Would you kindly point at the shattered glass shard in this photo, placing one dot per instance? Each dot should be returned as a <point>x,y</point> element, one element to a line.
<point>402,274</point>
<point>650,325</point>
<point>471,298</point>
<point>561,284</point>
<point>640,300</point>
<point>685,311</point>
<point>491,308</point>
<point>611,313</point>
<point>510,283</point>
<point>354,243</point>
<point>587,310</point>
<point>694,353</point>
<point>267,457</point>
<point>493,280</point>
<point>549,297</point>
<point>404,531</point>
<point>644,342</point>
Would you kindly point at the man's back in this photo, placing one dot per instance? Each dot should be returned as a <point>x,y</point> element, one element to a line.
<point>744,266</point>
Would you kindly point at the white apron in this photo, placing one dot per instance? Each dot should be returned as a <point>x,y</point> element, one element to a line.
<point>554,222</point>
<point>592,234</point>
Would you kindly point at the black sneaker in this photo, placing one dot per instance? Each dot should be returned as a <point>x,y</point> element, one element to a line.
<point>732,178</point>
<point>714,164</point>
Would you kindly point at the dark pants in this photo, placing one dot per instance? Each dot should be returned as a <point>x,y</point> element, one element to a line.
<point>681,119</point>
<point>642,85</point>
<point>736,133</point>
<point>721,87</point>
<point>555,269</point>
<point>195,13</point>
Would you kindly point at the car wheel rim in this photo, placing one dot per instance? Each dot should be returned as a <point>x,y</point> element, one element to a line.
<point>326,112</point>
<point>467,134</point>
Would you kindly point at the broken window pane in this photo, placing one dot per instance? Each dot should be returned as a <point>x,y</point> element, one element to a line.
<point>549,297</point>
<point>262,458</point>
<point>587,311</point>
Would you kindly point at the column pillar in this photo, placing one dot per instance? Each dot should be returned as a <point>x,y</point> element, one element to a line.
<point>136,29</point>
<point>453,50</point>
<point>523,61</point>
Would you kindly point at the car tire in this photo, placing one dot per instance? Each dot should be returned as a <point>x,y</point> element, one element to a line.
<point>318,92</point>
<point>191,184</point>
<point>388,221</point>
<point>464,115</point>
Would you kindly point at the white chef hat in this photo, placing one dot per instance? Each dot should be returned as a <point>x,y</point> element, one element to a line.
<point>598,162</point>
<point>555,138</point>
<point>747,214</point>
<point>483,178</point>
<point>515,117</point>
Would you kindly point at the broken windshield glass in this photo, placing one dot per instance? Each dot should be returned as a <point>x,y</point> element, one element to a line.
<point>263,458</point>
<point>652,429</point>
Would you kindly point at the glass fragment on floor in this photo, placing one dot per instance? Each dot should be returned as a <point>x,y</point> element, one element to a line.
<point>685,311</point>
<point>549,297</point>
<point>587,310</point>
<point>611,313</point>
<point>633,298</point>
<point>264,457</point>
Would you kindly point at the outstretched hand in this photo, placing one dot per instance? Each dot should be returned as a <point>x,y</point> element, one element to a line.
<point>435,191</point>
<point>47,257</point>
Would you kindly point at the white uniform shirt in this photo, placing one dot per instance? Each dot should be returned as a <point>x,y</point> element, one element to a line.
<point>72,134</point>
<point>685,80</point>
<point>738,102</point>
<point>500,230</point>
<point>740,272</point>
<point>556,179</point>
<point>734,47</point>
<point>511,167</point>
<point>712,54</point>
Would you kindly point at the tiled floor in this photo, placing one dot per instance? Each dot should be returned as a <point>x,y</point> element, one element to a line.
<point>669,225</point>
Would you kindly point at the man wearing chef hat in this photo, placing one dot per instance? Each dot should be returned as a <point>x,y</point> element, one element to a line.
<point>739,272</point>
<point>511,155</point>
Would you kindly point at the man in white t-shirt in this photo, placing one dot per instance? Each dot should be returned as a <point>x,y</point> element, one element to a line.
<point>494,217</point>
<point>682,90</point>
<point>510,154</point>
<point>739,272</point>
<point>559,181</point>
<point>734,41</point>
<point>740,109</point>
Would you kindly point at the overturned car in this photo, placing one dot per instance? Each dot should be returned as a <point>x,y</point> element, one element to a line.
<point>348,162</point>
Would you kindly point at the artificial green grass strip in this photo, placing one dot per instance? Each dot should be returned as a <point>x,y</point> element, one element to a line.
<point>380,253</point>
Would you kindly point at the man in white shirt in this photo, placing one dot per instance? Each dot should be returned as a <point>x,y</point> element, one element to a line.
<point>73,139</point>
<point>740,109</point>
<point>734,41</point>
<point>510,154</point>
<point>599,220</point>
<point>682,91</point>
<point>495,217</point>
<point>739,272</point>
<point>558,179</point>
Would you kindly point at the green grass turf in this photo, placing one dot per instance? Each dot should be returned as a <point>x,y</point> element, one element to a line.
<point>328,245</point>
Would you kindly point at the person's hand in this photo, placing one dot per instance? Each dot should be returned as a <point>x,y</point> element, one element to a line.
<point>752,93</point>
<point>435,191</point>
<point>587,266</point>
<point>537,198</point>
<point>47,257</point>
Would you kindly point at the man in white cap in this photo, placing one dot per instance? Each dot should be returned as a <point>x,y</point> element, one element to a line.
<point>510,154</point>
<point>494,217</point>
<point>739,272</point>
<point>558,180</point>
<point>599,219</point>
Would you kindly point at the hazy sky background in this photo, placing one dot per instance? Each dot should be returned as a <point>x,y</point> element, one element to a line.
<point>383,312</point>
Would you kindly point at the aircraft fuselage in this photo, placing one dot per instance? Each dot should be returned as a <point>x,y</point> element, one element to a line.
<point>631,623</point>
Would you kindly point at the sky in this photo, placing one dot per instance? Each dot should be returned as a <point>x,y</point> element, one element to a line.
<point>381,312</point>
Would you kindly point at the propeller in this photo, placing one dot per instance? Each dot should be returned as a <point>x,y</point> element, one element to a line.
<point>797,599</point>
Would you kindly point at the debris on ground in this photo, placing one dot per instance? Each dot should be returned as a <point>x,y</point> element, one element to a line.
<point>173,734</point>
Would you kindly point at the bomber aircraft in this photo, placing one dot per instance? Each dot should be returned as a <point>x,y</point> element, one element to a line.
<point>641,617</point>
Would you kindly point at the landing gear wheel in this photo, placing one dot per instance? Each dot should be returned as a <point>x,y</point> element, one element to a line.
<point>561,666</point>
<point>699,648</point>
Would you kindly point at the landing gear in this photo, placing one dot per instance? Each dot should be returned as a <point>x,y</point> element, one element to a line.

**PROBLEM TO WORK ON:**
Please write out all of the items above again, switching "placing one dot per instance" to "marking each instance once" everywhere it occurs and leaving the rest unchanged.

**FINISHED EXERCISE:**
Would you kindly point at the shattered glass shard in this photo, marking each instance once? Each dot should be returned as a <point>x,y</point> element, one element to a line.
<point>402,274</point>
<point>650,325</point>
<point>471,298</point>
<point>561,284</point>
<point>640,300</point>
<point>685,311</point>
<point>491,308</point>
<point>611,313</point>
<point>510,283</point>
<point>354,243</point>
<point>587,310</point>
<point>694,353</point>
<point>267,457</point>
<point>493,280</point>
<point>549,297</point>
<point>404,531</point>
<point>644,342</point>
Would you kindly point at the man's back in this photo, marking each instance once? Each dot should be returned as a <point>x,y</point> element, one element to a line.
<point>744,266</point>
Would you kindly point at the white apron in this photo, marking each instance once? Each dot should be returned as a <point>x,y</point> element, one element to a line.
<point>554,222</point>
<point>592,234</point>
Would you kindly point at the black sneaker in this photo, marking each instance once? Each dot should be returned as a <point>x,y</point> element, one element to a line.
<point>732,178</point>
<point>714,164</point>
Would you kindly point at the dark pants in this photo, marking each instance once? Each dot should be returned as a <point>x,y</point> element, one element to a line.
<point>681,119</point>
<point>642,85</point>
<point>736,133</point>
<point>721,87</point>
<point>555,269</point>
<point>195,13</point>
Would you kindly point at the car wheel rim in this photo, marking each instance once? Each dot should be returned as a <point>x,y</point> element, one element to a line.
<point>326,112</point>
<point>467,134</point>
Would you kindly point at the broken window pane in this photo, marking each instance once? Each dot should be returned as a <point>x,y</point> element, one element to a line.
<point>549,297</point>
<point>262,458</point>
<point>587,311</point>
Would you kindly point at the column pillar in this photo, marking each instance once? Each dot should be returned as a <point>x,y</point> element, one element to a line.
<point>136,29</point>
<point>453,50</point>
<point>523,61</point>
Would you kindly point at the car tire in this photo, marking each instance once? Each dot should be returned as a <point>x,y</point> element, one element to a line.
<point>318,92</point>
<point>191,184</point>
<point>388,221</point>
<point>464,115</point>
Would you kindly point at the white chef hat in this photo, marking each instance once? Each dot should be returned as a <point>x,y</point> element, one element to a line.
<point>598,162</point>
<point>555,138</point>
<point>747,214</point>
<point>483,178</point>
<point>515,117</point>
Would you kindly point at the broken windshield glass in this photo, marking each instance once? Each dot should be returned as a <point>x,y</point> element, one element to a line.
<point>263,458</point>
<point>652,429</point>
Would you kindly point at the glass fragment on floor in this photo, marking each instance once? Each dot should be returned as a <point>x,y</point> element, one element to a line.
<point>685,311</point>
<point>549,297</point>
<point>587,310</point>
<point>611,313</point>
<point>633,298</point>
<point>264,457</point>
Would you kindly point at the outstretched hand in this photo, marking each instance once? Each dot should be returned as a <point>x,y</point> element, one element to a line.
<point>435,191</point>
<point>47,257</point>
Would you kindly point at the white uniform shirt in this photo, marking each instance once? Each dot should be returned as a <point>x,y</point> element, one element to a line.
<point>72,134</point>
<point>685,80</point>
<point>738,102</point>
<point>500,230</point>
<point>740,272</point>
<point>556,179</point>
<point>734,47</point>
<point>511,167</point>
<point>712,54</point>
Would you kindly point at the tiled floor in this photo, marking each instance once? Each dot should be returned as a <point>x,y</point> element, one element to a line.
<point>669,225</point>
Would you kindly point at the man wearing chef hat in this photo, marking each instance once? Each dot should be returned as a <point>x,y</point> element, one element to a line.
<point>739,272</point>
<point>511,155</point>
Would you kindly point at the man in white t-shirt in this photo, marking each instance once? Each dot should be returned as a <point>x,y</point> element, one element to a line.
<point>494,217</point>
<point>682,90</point>
<point>510,154</point>
<point>739,272</point>
<point>559,181</point>
<point>734,41</point>
<point>740,109</point>
Would you kindly point at the overturned car in this photo, marking each instance once? Each dot should be returned as a <point>x,y</point> element, one element to a line.
<point>348,162</point>
Would you kindly point at the artificial green grass strip in this photo, marking each instance once? Each dot should be returned as a <point>x,y</point> element, one element to a line.
<point>380,253</point>
Would you kindly point at the man in white shirt in this photo, marking each instance once? Each dot should be returned as a <point>x,y</point> element, one element to a line.
<point>73,139</point>
<point>740,109</point>
<point>734,41</point>
<point>510,154</point>
<point>599,220</point>
<point>682,91</point>
<point>495,217</point>
<point>739,272</point>
<point>558,179</point>
Would you kindly point at the green grass turf in this photo, marking each instance once? Each dot should be returned as a <point>x,y</point> element, one element to a line.
<point>328,245</point>
Would you kindly point at the person's hand in this photo, marking each instance once? Each dot should be returned as a <point>x,y</point> element, one element to a line.
<point>752,93</point>
<point>435,191</point>
<point>587,266</point>
<point>537,198</point>
<point>47,257</point>
Would you kindly point at the man in white cap in this photo, marking each instance once? Each dot should be returned as a <point>x,y</point> element, one element to a line.
<point>510,154</point>
<point>494,217</point>
<point>739,272</point>
<point>558,180</point>
<point>599,219</point>
Would you kindly point at the hazy sky background in this photo, marking each instance once? Each dot should be returned as a <point>x,y</point> element, one element to a line.
<point>383,312</point>
Would you kindly point at the aircraft fuselage in this photo, marking each instance once? Each dot should be returned as a <point>x,y</point> element, one element to a line.
<point>631,623</point>
Would you kindly point at the sky in this photo, marking each instance once? Each dot should be returned as a <point>x,y</point> element, one element to a line.
<point>381,312</point>
Would you kindly point at the propeller in this photo, marking each instance once? Each dot should be returned as a <point>x,y</point> element, one element to a line.
<point>797,599</point>
Would you kindly point at the debris on ground in this photo, marking each instance once? Each dot should be returned as a <point>x,y</point> element, one element to a line.
<point>173,734</point>
Would you kindly point at the bomber aircraft in this photo, marking each instance once? Each dot should be returned as a <point>x,y</point> element, one element to a line.
<point>641,617</point>
Would you kindly point at the landing gear wheel in this photo, marking each instance once? Each dot should be returned as a <point>x,y</point> element, one element to a line.
<point>561,666</point>
<point>699,648</point>
Would you kindly point at the landing gear in this photo, marking each instance once? Each dot should be returned as a <point>x,y</point> element, one element to a line.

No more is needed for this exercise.